━━━ Supplied entries ━━━

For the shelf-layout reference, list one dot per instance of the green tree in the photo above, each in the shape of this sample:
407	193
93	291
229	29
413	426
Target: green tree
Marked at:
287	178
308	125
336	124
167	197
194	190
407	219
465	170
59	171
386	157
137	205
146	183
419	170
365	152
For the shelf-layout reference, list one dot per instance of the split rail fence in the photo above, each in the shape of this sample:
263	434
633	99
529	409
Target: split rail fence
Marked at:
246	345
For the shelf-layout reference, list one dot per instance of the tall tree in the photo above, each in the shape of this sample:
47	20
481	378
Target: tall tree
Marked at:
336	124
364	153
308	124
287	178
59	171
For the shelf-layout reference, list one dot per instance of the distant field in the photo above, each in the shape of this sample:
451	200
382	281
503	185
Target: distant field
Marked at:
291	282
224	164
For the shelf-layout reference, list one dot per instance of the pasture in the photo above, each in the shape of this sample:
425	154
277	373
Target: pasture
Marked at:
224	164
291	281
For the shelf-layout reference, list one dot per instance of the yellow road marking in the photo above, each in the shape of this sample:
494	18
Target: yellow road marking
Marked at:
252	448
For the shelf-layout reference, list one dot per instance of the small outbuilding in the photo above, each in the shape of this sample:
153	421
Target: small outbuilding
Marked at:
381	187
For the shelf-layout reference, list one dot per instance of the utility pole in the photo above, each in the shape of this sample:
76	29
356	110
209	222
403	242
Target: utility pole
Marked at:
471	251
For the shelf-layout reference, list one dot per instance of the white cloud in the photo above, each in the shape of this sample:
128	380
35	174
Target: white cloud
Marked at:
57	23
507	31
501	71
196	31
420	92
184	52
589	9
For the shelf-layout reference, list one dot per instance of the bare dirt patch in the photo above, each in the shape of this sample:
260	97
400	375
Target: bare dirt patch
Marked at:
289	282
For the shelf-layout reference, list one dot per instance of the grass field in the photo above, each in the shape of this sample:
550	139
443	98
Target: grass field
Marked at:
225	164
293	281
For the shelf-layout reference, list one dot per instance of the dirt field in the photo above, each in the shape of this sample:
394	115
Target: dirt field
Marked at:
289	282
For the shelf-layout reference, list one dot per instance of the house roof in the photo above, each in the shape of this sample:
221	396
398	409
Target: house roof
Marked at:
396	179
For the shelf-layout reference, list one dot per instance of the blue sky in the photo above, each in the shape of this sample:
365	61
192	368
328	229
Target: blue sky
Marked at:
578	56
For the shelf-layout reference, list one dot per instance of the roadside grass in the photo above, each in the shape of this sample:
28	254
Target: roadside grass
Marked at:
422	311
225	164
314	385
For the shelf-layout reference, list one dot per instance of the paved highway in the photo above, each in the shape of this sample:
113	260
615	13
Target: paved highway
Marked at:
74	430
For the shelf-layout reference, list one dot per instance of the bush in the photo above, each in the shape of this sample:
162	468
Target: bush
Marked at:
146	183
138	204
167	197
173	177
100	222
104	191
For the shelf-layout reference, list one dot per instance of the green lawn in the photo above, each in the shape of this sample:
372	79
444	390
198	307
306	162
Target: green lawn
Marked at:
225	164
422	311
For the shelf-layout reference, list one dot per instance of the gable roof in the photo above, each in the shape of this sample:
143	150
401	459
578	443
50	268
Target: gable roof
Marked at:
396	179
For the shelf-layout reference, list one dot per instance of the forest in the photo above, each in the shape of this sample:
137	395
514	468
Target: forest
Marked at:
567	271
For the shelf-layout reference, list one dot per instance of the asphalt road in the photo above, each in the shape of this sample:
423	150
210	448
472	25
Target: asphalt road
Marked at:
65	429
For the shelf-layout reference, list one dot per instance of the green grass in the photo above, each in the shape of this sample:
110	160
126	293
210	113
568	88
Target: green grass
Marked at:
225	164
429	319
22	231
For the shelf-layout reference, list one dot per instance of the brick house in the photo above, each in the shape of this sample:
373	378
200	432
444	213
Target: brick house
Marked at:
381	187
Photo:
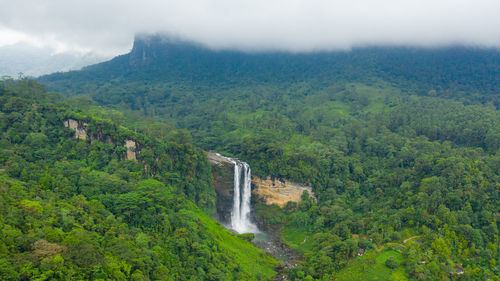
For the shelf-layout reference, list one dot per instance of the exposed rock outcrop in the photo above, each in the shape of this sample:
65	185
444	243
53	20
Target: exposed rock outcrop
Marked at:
80	129
78	126
268	191
131	146
223	174
274	191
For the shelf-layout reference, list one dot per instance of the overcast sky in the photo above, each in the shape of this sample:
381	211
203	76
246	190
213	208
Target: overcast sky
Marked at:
108	26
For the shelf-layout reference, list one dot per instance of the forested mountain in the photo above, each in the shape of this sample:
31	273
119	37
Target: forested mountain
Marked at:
400	145
77	209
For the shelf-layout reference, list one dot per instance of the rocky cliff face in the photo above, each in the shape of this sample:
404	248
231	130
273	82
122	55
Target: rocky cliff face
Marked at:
223	174
78	126
80	129
268	191
279	192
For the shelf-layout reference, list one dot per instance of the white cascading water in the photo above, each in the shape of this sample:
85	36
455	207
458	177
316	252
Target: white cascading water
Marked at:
242	189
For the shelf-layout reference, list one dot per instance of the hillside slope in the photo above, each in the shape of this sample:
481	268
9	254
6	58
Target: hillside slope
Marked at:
75	208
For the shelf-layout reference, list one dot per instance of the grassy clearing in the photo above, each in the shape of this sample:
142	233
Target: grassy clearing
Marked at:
297	239
252	261
371	267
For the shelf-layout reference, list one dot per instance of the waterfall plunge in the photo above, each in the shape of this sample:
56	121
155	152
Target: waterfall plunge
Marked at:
242	189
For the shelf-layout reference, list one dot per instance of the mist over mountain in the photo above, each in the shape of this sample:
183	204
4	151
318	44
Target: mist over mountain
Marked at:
156	58
34	61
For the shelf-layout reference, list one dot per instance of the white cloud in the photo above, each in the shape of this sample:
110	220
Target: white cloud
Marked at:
296	25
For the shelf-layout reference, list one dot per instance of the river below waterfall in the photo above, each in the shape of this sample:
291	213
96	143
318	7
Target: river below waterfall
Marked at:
241	217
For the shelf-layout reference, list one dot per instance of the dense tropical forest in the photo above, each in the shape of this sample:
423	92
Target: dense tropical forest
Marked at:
400	145
73	209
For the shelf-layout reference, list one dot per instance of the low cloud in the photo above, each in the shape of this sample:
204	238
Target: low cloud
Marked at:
107	27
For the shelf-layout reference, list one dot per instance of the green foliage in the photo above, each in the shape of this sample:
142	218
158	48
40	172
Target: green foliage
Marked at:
395	142
74	209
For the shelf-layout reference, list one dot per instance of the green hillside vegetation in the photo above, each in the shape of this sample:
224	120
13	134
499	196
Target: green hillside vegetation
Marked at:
74	209
393	141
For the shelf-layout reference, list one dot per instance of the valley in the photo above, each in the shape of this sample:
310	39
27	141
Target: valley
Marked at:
138	168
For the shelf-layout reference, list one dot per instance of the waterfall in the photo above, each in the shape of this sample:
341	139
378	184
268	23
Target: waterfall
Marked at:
242	189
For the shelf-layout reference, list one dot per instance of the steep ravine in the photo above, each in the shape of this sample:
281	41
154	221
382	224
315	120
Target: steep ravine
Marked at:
264	191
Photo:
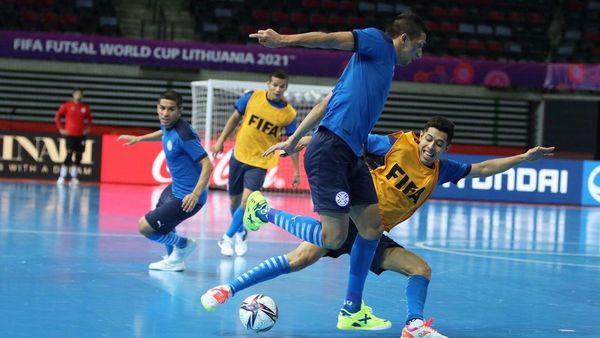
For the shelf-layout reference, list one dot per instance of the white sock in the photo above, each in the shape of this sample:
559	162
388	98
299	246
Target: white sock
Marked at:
63	171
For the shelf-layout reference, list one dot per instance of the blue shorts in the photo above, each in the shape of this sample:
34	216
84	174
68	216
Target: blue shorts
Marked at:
384	243
337	178
168	213
242	176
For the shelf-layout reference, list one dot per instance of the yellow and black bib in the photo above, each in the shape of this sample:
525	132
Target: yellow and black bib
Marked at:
403	183
262	124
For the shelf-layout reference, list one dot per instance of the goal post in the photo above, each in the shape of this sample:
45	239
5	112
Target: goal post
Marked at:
213	102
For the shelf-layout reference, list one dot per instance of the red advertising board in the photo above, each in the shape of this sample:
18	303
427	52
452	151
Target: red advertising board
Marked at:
144	163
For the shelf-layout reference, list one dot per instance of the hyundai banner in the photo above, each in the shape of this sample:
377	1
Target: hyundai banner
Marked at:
547	181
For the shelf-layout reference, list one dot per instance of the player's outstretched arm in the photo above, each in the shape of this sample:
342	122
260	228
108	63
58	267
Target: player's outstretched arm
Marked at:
190	200
498	165
315	116
232	122
337	40
131	139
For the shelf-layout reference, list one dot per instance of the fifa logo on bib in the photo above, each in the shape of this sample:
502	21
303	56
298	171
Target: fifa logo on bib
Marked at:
342	199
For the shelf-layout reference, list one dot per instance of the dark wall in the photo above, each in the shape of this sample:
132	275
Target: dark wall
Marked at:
573	126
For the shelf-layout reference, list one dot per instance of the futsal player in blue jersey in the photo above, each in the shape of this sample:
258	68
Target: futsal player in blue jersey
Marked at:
340	183
264	116
190	169
406	169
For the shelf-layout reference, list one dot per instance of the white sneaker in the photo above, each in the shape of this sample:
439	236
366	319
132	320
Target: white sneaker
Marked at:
226	245
178	255
166	265
214	297
420	329
241	245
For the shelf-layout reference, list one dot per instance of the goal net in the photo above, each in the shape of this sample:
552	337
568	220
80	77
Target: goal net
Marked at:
212	104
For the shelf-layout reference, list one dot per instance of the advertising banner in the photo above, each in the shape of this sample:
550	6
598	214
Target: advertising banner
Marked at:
255	58
39	155
590	184
145	163
547	181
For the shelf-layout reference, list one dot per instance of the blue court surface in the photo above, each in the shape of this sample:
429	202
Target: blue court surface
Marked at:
73	265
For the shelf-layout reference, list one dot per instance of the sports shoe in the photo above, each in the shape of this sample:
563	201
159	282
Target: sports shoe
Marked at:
423	330
226	245
178	255
166	265
256	211
216	296
364	319
241	245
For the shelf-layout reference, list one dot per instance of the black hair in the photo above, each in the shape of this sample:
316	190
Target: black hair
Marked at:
409	23
442	124
172	95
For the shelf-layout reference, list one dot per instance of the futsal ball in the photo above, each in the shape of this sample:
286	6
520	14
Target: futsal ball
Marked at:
258	313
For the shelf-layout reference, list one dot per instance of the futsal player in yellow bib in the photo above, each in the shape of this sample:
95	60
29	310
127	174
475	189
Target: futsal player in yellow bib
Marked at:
264	115
405	168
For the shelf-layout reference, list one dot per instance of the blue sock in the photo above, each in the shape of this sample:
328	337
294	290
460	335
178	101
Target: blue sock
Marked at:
266	270
360	261
236	224
303	227
169	239
416	292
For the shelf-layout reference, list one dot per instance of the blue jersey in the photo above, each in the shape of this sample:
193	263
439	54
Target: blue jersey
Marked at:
361	91
242	103
450	171
183	151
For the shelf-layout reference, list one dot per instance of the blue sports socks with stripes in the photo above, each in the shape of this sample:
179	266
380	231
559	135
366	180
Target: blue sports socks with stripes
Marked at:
236	224
360	261
416	293
266	270
303	227
171	239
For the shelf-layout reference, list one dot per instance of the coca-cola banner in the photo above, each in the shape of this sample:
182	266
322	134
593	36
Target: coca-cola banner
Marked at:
145	163
40	155
255	58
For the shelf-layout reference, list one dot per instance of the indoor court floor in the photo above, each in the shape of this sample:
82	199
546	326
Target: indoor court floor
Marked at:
73	265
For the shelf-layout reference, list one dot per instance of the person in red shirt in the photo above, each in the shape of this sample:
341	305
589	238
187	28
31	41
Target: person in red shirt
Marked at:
77	123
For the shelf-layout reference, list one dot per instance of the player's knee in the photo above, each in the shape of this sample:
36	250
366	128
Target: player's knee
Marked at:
144	228
333	242
422	269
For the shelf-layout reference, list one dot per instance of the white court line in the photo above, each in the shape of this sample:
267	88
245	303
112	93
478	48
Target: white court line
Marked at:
425	245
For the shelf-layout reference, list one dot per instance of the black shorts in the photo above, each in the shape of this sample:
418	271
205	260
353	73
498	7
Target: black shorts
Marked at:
76	143
168	213
384	243
337	177
242	176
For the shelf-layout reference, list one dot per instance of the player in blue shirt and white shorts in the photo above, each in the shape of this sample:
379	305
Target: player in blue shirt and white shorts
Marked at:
190	168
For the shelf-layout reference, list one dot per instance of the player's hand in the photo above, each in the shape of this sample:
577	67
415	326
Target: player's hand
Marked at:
296	181
130	139
268	38
287	146
538	153
217	149
189	202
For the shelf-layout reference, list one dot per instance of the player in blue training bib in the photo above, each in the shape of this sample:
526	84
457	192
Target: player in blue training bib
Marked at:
190	169
339	180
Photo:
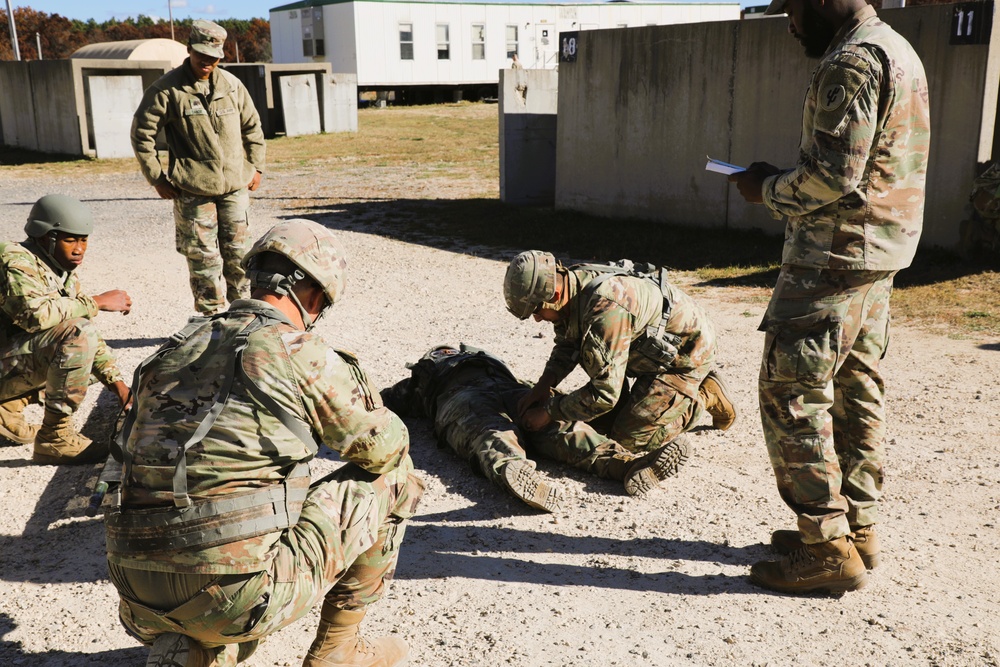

━━━

Across all lines of the data above, count those that contain the word "floor", giving the number without further comment.

Reply:
2